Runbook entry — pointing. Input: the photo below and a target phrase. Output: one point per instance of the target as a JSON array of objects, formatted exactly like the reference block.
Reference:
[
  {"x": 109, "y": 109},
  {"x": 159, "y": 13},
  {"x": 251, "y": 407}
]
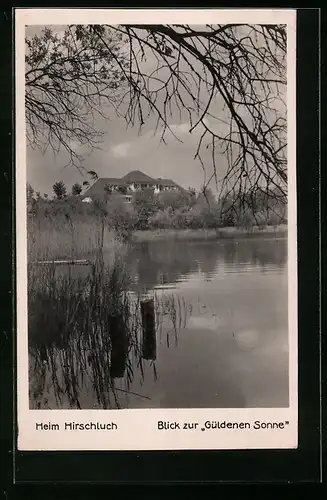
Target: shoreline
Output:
[{"x": 207, "y": 234}]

EXERCISE DIRECTIONS:
All of the listing should be transcribed exactly, but none of its images.

OUTPUT BELOW:
Runbook entry — pointing. Input: the photo below and a target phrase. Output: one point per instance of the target as a JSON array of objects, formatted exactly like the reference block.
Reference:
[
  {"x": 109, "y": 109},
  {"x": 159, "y": 13},
  {"x": 251, "y": 407}
]
Target: shoreline
Output:
[{"x": 207, "y": 234}]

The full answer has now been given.